WORK TO COMPLETE: Write out the portion of the HIV and AIDS passage below, from "In Uganda, the Ministry of Health (MoH) estimates that ┬áthere" up to and including "1981 (UNAIDS, 2011).".
BEGIN TEXT UNDER STUDY
Sexual And Reproductive Health And Rights (SRHR)

In Uganda, the Ministry of Health (MoH) estimates that ┬áthere were 1,192,372 people living with HIV, 124,261 persons newly infected with HIV and 64,016 AIDS deaths as of December 2009 (Estimation and Projection... Read More

Thirty years since the first case of AIDS was described in 1981 (Gottlieb et. al., 1981), HIV continues to pose the greatest public health and socioeconomic challenge to mankind threatening the attainment of the Millennium Development Goals (MDG's).  Despite significant breakthroughs in prevention, treatment and care, the HIV epidemic continues unabated especially in sub-Saharan Africa. According to the latest UNAIDS Report, AIDS at 30: Nations at the crossroads, some 34 million people are living with the HIV virus globally and nearly the same number has died since the first case was reported in 1981 (UNAIDS, 2011).
In Uganda, the Ministry of Health (MoH) estimates that  there were 1,192,372 people living with HIV, 124,261 persons newly infected with HIV and 64,016 AIDS deaths as of December 2009 (Estimation and Projection Package (EPP) and Spectrum).
END TEXT UNDER STUDY
BEGIN DATASET
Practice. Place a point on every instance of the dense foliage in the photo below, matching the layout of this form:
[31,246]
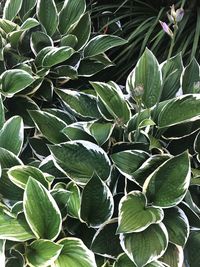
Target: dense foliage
[101,174]
[137,21]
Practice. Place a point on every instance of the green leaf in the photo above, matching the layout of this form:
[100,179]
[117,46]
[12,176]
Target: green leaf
[171,70]
[47,15]
[180,109]
[81,159]
[97,203]
[19,175]
[70,14]
[56,55]
[11,9]
[49,125]
[92,65]
[7,26]
[77,131]
[14,229]
[147,78]
[135,215]
[14,81]
[123,260]
[101,131]
[22,104]
[82,31]
[83,105]
[105,241]
[197,145]
[177,226]
[2,113]
[173,256]
[190,78]
[123,159]
[8,159]
[101,43]
[192,249]
[41,211]
[113,100]
[147,246]
[8,190]
[40,40]
[26,9]
[69,40]
[12,135]
[42,253]
[168,184]
[74,202]
[193,218]
[75,254]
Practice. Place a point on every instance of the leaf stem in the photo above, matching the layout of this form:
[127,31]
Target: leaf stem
[138,121]
[166,70]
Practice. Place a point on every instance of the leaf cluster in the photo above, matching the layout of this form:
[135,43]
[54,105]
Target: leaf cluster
[99,177]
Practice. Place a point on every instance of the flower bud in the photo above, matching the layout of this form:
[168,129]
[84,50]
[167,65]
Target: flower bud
[173,12]
[138,92]
[179,14]
[166,28]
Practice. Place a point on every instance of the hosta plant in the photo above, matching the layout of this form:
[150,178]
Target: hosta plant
[44,44]
[104,176]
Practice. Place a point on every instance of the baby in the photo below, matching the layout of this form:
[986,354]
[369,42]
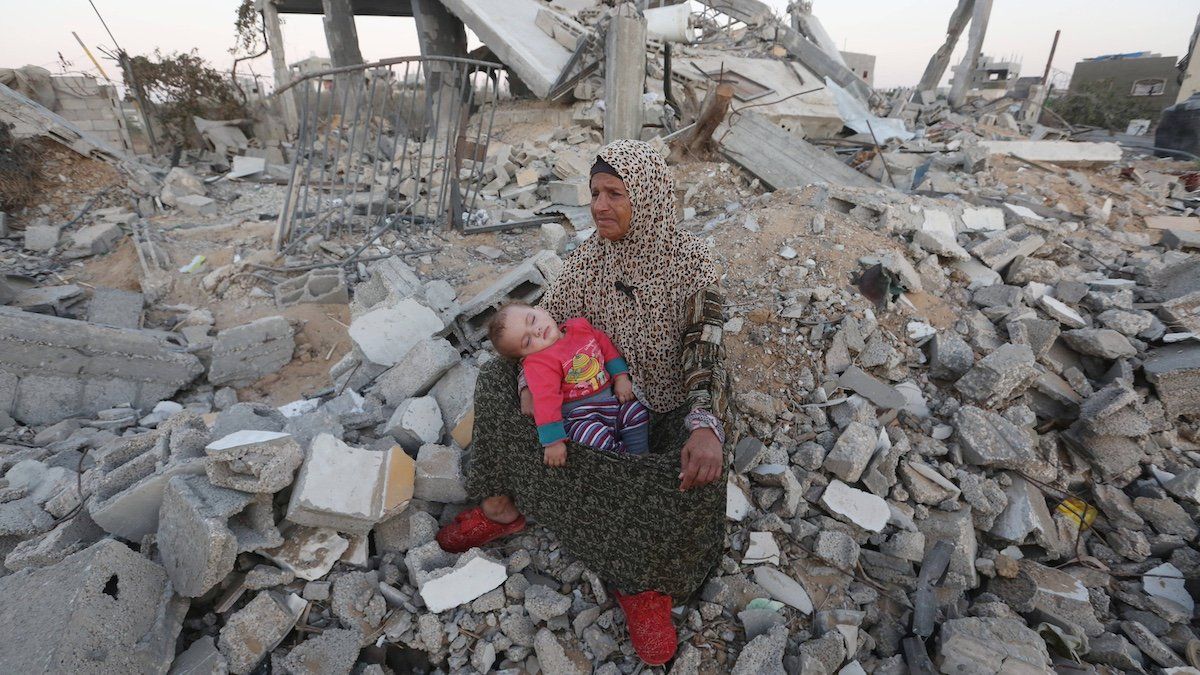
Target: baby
[580,383]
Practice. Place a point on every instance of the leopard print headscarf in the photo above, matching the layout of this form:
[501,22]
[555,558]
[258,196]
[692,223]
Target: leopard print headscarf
[635,288]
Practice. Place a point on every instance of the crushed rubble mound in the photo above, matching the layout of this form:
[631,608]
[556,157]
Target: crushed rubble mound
[966,370]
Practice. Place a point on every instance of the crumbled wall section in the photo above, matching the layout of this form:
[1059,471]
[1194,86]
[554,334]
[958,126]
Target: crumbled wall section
[93,107]
[53,368]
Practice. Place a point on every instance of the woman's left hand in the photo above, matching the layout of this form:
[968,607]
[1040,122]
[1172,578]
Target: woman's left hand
[700,460]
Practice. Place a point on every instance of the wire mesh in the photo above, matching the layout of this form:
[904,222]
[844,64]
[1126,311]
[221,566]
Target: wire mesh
[391,144]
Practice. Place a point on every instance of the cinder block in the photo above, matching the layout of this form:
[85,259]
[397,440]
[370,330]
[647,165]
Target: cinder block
END DATASET
TASK RESPONSE:
In Uganda, the Ministry of Health (MoH) estimates that ┬áthere were 1,192,372 people living with HIV, 124,261 persons newly infected with HIV and 64,016 AIDS deaths as of December 2009 (Estimation and Projection... Read More

Thirty years since the first case of AIDS was described in 1981 (Gottlieb et. al., 1981), HIV continues to pose the greatest public health and socioeconomic challenge to mankind threatening the attainment of the Millennium Development Goals (MDG's).  Despite significant breakthroughs in prevention, treatment and care, the HIV epidemic continues unabated especially in sub-Saharan Africa. According to the latest UNAIDS Report, AIDS at 30: Nations at the crossroads, some 34 million people are living with the HIV virus globally and nearly the same number has died since the first case was reported in 1981 (UNAIDS, 2011).